▸ ABOUT THIS EXERCISE:
Every entry that follows should be repeated exactly; drop the images.

BEGIN

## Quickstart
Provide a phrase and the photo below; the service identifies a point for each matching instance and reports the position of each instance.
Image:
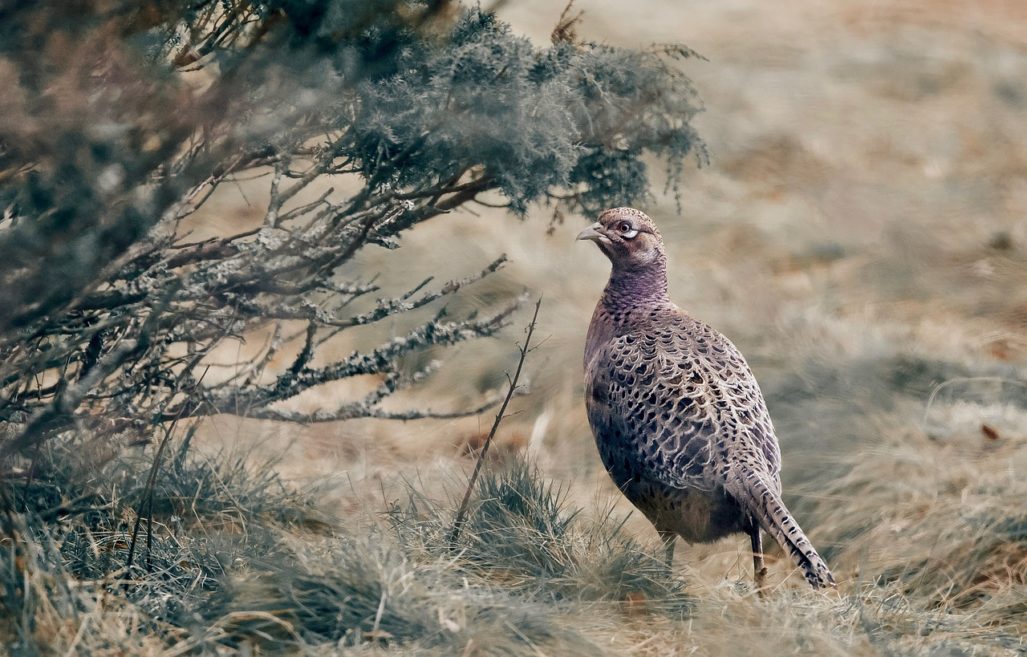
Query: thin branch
(462, 511)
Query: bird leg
(669, 538)
(759, 570)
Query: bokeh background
(860, 232)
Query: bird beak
(592, 233)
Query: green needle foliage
(123, 119)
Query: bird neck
(632, 287)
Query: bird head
(628, 237)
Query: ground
(861, 233)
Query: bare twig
(462, 511)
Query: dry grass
(860, 234)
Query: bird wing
(677, 399)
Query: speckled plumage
(679, 419)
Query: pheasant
(679, 419)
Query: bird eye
(625, 229)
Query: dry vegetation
(861, 234)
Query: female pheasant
(679, 420)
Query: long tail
(763, 502)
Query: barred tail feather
(763, 502)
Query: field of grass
(861, 234)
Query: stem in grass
(462, 511)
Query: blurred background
(859, 230)
(860, 233)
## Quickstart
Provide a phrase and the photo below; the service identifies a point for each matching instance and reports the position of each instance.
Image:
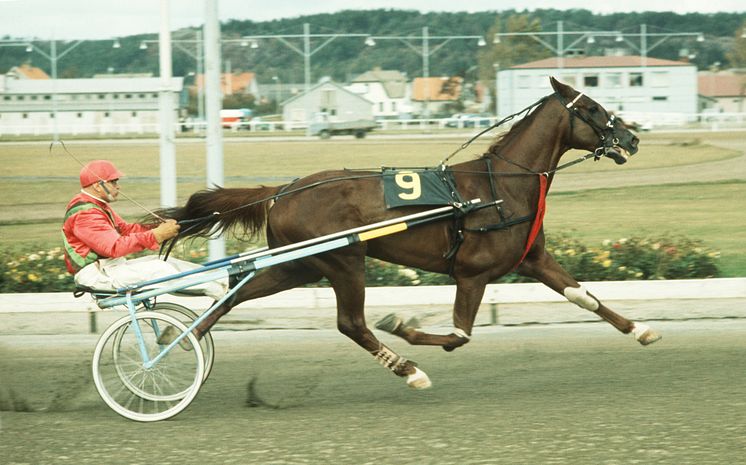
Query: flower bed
(633, 258)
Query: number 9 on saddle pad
(406, 187)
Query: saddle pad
(405, 187)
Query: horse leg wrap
(390, 359)
(580, 297)
(461, 334)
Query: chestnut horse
(521, 162)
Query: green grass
(703, 211)
(36, 185)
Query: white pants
(114, 273)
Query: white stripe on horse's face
(580, 297)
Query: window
(614, 80)
(328, 98)
(590, 80)
(659, 79)
(569, 79)
(635, 79)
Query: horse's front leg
(541, 265)
(469, 294)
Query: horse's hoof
(418, 380)
(389, 323)
(645, 335)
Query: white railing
(646, 121)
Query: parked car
(468, 120)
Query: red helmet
(98, 170)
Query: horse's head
(597, 130)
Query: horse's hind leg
(346, 273)
(270, 281)
(542, 266)
(469, 294)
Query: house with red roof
(625, 84)
(722, 92)
(26, 71)
(431, 96)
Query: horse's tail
(214, 211)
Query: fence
(646, 121)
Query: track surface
(567, 393)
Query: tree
(510, 50)
(737, 54)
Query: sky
(105, 19)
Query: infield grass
(36, 183)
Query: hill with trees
(345, 57)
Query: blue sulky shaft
(263, 258)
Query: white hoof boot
(645, 335)
(418, 380)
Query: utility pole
(213, 104)
(166, 107)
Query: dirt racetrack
(555, 394)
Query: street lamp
(197, 55)
(53, 58)
(278, 92)
(306, 52)
(425, 51)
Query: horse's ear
(560, 88)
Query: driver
(97, 240)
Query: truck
(235, 119)
(325, 129)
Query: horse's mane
(503, 139)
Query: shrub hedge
(33, 269)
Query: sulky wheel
(188, 316)
(146, 394)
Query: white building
(628, 84)
(80, 106)
(329, 99)
(723, 92)
(388, 90)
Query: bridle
(607, 135)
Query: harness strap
(538, 220)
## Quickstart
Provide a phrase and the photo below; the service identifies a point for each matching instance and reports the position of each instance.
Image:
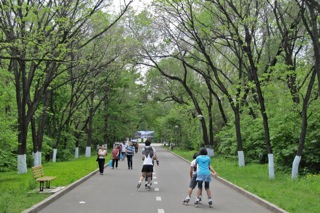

END

▸ WRITTEN RESPONSE:
## Quickstart
Provide a phrase and the photo below; the service identifies a point for each matching instance and reports the position of each instance.
Image:
Query: thin branch
(462, 511)
Query: bird leg
(669, 538)
(759, 570)
Query: bokeh background
(860, 232)
Query: bird beak
(592, 233)
Query: green needle foliage
(123, 119)
Query: bird neck
(632, 287)
Query: bird head
(628, 237)
Query: ground
(861, 233)
Query: bare twig
(462, 511)
Query: dry grass
(860, 234)
Query: bird wing
(677, 399)
Query: speckled plumage
(679, 419)
Query: pheasant
(679, 419)
Query: bird eye
(625, 229)
Query: dry vegetation
(861, 234)
Query: female pheasant
(679, 420)
Query: long tail
(763, 502)
Query: barred tail feather
(763, 502)
Query: field of grass
(861, 234)
Query: stem in grass
(462, 511)
Query: blurred background
(859, 230)
(860, 233)
## Quickstart
Provide a phrase and the photo below; the service identifies a point for each matching instance and reports the position of each instance.
Image:
Query: flower bed
(633, 258)
Query: number 9 on saddle pad
(406, 187)
Query: saddle pad
(405, 187)
Query: horse leg wrap
(390, 359)
(580, 297)
(461, 334)
Query: chestnut horse
(521, 162)
Query: green grass
(703, 211)
(36, 185)
Query: white pants
(114, 273)
Query: white stripe on horse's face
(580, 297)
Query: window
(614, 80)
(328, 98)
(590, 80)
(659, 79)
(569, 79)
(635, 79)
Query: horse's front leg
(541, 265)
(469, 294)
Query: horse's hoof
(418, 380)
(389, 323)
(645, 335)
Query: white railing
(646, 121)
Query: parked car
(468, 120)
Query: red helmet
(98, 170)
Query: horse's head
(597, 130)
Query: horse's hind leg
(346, 273)
(270, 281)
(542, 266)
(469, 294)
Query: house with red roof
(625, 84)
(722, 92)
(26, 71)
(431, 96)
Query: horse's tail
(214, 211)
Query: fence
(646, 121)
Query: track surface
(567, 393)
Query: tree
(510, 50)
(737, 54)
Query: sky
(105, 19)
Query: infield grass
(36, 183)
Query: hill with trees
(345, 57)
Query: blue sulky shaft
(263, 258)
Query: white hoof boot
(645, 335)
(418, 380)
Query: utility pole
(213, 104)
(166, 107)
Query: dirt racetrack
(555, 394)
Query: street lamp
(197, 55)
(53, 58)
(278, 92)
(306, 52)
(425, 51)
Query: horse's ear
(560, 88)
Query: driver
(97, 240)
Query: truck
(235, 119)
(325, 129)
Query: horse's mane
(503, 139)
Query: shrub hedge
(33, 269)
Query: sulky wheel
(188, 316)
(146, 394)
Query: white building
(628, 84)
(80, 106)
(329, 99)
(723, 92)
(388, 90)
Query: bridle
(607, 135)
Query: harness strap
(538, 220)
## Quickstart
Provide a phrase and the photo below; the service identifies a point for each matching instance and reports the position of each instance.
Image:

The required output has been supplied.